╭─ DATA TO PROCESS

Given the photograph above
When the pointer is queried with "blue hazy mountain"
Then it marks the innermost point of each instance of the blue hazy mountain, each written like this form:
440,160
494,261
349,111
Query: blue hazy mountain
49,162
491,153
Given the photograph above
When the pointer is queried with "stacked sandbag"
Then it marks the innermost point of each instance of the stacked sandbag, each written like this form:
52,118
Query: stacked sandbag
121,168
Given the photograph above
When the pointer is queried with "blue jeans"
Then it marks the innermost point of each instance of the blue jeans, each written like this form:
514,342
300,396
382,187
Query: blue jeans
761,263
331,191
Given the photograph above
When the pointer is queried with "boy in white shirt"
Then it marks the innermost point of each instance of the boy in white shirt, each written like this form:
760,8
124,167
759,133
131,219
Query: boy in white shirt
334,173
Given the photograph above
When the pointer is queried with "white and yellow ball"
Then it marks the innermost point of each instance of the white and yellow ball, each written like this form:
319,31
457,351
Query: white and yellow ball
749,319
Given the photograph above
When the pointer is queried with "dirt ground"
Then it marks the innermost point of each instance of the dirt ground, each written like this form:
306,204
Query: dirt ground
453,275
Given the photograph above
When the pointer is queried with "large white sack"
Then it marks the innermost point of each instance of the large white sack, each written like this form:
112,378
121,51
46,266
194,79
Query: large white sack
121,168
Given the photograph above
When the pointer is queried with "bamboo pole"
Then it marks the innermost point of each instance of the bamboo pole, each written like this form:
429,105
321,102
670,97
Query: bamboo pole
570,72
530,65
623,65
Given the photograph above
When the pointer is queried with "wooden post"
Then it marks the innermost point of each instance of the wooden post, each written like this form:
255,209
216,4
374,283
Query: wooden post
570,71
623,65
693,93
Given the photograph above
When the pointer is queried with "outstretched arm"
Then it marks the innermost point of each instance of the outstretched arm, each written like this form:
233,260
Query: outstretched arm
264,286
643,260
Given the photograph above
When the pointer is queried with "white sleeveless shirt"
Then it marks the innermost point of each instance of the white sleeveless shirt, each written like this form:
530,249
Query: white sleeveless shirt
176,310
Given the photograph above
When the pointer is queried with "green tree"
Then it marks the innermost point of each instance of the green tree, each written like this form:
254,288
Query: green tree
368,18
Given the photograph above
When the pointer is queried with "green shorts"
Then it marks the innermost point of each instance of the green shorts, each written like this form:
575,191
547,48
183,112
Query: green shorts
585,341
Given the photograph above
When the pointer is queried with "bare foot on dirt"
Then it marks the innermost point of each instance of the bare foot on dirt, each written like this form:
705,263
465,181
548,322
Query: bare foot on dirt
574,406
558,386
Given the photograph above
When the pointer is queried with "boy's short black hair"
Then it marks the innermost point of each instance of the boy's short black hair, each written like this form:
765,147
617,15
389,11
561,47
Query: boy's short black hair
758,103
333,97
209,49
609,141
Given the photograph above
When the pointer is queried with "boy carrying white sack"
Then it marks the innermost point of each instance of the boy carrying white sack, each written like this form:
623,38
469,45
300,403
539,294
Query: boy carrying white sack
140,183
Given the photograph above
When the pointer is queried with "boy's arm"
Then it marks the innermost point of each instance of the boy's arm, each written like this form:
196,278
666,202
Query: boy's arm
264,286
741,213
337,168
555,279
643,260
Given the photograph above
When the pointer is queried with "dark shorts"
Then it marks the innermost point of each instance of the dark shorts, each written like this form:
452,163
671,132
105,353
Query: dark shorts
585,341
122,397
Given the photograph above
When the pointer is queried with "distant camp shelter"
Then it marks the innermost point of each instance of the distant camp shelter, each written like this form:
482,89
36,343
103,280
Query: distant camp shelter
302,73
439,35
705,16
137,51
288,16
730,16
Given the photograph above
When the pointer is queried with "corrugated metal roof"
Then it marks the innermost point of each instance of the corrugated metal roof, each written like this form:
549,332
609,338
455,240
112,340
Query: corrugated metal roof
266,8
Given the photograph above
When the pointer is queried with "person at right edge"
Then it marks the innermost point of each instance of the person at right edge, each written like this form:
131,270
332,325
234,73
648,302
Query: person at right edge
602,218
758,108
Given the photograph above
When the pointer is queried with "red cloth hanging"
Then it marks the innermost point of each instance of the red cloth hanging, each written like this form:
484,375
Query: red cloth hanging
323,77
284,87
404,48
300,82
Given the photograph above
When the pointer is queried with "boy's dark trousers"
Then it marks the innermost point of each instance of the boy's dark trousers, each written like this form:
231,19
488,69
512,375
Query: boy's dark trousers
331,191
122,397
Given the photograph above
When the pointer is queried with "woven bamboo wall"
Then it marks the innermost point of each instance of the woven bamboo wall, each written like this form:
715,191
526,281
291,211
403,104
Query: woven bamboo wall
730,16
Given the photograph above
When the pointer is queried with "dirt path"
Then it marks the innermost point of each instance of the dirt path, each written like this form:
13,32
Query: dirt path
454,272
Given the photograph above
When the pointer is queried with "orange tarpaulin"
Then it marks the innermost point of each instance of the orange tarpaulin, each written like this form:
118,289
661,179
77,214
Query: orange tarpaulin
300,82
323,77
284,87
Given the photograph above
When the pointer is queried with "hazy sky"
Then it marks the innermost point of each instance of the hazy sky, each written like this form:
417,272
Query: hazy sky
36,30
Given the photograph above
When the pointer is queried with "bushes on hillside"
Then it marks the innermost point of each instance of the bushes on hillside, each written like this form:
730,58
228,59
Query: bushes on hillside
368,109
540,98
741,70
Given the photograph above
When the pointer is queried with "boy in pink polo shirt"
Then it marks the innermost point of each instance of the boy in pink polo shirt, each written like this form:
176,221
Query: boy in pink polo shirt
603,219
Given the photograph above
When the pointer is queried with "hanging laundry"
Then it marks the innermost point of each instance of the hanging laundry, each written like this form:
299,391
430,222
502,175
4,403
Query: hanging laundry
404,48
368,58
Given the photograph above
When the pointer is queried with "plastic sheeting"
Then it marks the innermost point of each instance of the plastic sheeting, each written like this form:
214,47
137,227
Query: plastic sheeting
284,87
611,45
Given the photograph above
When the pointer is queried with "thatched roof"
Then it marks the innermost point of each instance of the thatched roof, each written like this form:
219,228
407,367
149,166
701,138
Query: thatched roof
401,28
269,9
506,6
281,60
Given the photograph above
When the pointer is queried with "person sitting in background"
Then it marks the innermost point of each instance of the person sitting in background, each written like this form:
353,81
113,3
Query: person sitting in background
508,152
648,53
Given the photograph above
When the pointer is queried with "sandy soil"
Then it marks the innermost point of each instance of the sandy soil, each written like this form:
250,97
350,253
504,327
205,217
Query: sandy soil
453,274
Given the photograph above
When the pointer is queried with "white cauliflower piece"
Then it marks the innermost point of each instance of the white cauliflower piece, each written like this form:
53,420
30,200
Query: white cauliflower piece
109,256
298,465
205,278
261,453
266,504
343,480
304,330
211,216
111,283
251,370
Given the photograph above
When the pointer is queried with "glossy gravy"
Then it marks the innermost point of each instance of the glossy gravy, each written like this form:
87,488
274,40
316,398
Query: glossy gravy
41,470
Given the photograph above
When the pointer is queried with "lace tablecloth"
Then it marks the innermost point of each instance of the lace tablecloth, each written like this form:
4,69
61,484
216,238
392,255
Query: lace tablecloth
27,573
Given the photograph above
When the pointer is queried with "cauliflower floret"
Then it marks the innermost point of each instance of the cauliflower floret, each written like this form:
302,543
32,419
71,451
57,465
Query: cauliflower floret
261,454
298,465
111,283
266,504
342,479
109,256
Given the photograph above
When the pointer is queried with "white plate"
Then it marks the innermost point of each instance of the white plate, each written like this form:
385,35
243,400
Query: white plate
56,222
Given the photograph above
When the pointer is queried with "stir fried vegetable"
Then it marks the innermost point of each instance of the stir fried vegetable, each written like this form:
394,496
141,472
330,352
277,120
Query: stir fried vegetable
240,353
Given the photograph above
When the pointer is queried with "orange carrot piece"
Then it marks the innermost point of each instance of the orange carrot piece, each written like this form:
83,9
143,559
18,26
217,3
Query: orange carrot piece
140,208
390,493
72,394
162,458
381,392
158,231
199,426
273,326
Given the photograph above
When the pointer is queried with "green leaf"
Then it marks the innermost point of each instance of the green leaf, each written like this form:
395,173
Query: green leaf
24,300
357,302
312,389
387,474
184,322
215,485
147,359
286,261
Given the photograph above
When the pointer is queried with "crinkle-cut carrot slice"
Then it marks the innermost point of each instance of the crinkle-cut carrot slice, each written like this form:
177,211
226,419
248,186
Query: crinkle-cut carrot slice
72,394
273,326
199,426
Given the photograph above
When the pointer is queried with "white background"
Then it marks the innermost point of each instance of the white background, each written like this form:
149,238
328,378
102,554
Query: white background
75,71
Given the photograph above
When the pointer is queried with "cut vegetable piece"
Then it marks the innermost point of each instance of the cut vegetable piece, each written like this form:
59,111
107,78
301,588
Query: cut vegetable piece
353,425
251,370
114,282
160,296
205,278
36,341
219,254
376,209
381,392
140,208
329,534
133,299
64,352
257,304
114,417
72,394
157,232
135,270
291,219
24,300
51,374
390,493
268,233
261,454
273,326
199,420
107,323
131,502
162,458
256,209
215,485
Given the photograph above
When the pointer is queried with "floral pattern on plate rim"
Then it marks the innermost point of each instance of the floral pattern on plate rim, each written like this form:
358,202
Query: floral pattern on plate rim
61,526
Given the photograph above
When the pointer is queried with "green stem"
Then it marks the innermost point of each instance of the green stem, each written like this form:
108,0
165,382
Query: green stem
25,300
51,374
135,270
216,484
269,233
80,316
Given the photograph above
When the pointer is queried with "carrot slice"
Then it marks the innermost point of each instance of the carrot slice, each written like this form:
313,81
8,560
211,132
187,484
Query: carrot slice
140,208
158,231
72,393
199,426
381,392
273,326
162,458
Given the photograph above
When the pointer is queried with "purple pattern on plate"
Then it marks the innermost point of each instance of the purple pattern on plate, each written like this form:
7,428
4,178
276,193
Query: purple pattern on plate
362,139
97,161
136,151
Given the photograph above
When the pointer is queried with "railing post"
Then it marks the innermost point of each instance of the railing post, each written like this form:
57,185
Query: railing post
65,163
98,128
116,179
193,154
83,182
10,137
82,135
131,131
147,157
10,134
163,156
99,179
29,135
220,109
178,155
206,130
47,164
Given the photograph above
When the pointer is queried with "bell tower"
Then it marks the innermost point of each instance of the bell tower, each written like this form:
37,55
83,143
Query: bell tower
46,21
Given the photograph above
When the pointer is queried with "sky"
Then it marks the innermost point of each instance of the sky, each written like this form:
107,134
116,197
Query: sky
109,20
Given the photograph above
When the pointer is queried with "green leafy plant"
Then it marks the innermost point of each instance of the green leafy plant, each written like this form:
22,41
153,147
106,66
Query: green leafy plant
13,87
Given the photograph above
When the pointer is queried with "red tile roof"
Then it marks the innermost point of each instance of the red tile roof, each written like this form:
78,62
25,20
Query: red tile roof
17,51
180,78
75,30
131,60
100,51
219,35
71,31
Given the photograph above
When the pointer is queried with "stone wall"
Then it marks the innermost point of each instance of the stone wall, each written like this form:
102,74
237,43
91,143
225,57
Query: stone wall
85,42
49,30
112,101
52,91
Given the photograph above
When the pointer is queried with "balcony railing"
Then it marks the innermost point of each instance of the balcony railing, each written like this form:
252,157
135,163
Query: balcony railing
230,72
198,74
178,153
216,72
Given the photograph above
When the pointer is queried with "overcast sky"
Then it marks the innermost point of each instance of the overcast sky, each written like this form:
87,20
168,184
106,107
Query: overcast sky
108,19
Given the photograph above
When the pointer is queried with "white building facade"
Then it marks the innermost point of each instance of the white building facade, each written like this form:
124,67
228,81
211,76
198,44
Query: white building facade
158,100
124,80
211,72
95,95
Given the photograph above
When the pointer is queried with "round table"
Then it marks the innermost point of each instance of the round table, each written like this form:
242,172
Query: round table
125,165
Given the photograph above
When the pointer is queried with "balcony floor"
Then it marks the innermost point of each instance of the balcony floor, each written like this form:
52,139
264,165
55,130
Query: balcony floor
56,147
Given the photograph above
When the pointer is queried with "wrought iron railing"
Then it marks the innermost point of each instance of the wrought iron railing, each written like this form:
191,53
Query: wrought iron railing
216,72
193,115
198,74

╰─

WORK REQUIRED:
From the line containing "balcony floor, each" to the final line of the entries, print every line exactly and nothing else.

WRITTEN RESPONSE:
Then it marks the innermost point of each instance of the balcony floor, each written like this form:
52,139
264,165
55,130
Query: balcony floor
56,147
Given the photograph above
When the pointer is queried with "wrought iron railing"
Then it marks the innermost point of each instance of the wrought iron railing, each written like this form:
191,53
Query: wrought iron railing
216,72
193,115
198,74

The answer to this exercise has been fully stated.